AIM — Find every line below that contains the word "lamp" and copy each one out.

WORKING DATA —
---*---
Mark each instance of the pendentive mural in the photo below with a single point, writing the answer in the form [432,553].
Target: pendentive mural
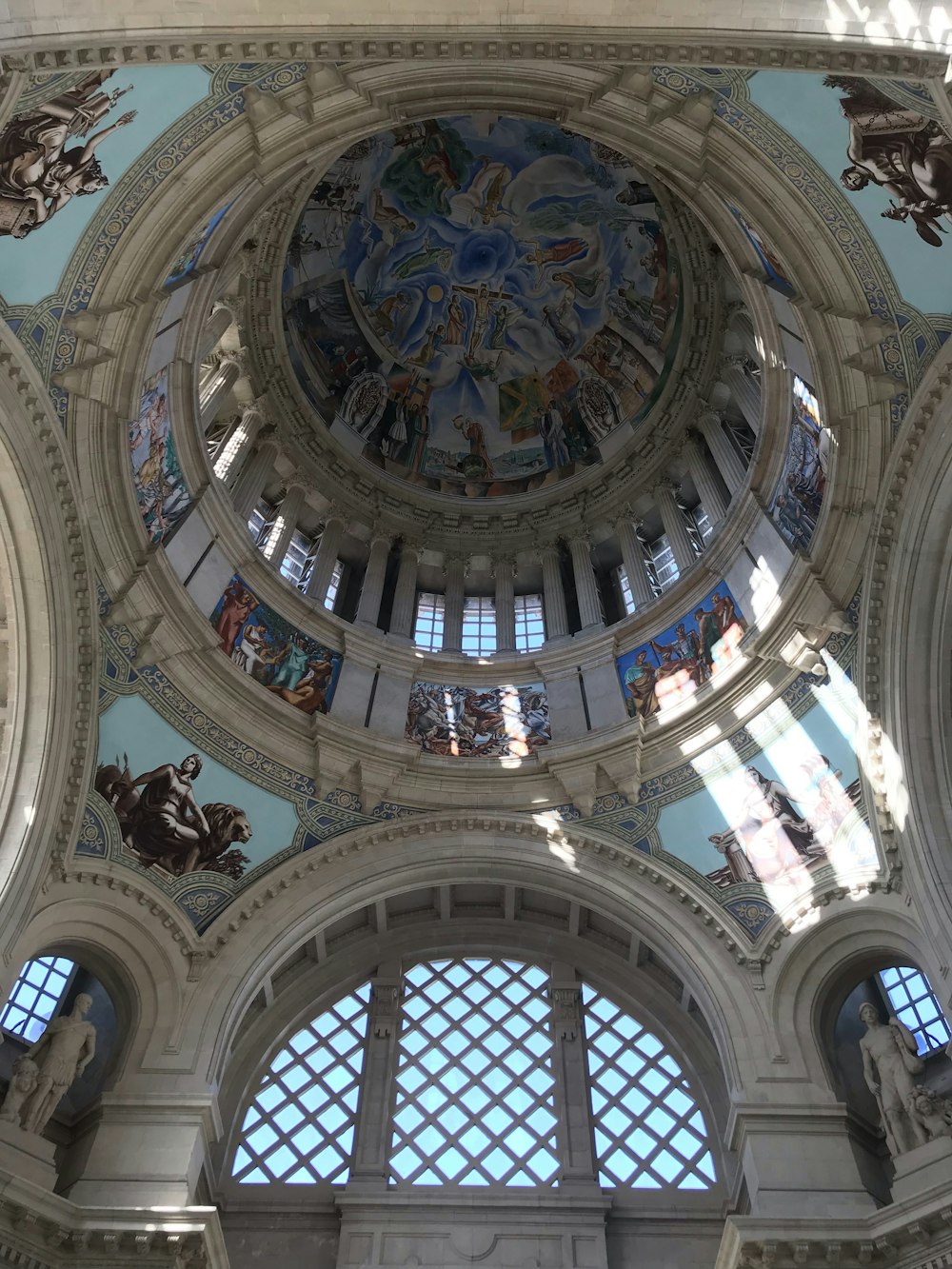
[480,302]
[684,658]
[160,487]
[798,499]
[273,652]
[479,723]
---*---
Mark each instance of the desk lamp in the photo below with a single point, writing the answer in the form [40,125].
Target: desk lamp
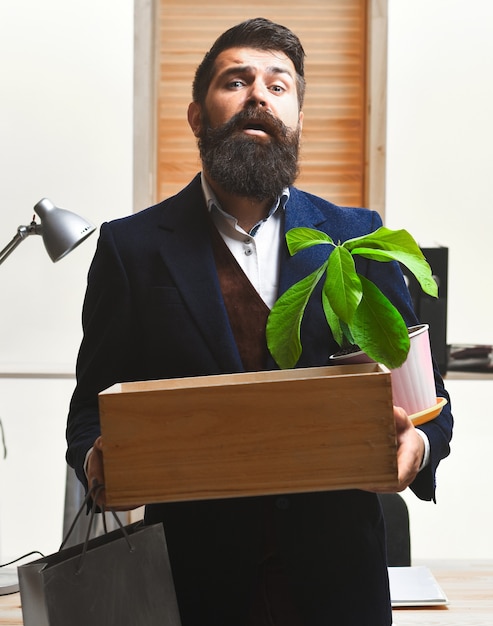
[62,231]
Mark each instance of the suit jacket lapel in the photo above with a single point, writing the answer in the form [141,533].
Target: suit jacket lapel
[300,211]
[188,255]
---*---
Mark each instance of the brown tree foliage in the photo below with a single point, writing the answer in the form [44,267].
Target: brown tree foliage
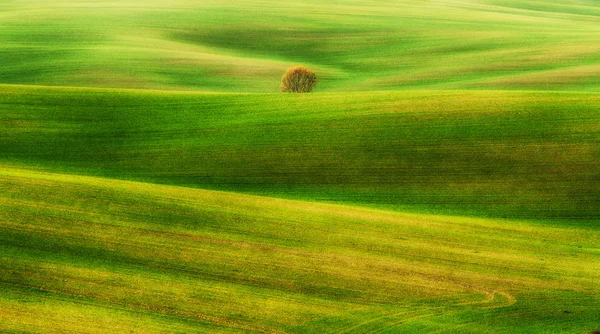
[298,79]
---*---
RESPONSE FOR THIS EXERCISE —
Mark each instance of the desk lamp in the photo below with a single point, writing the answer in the form [40,125].
Target: desk lamp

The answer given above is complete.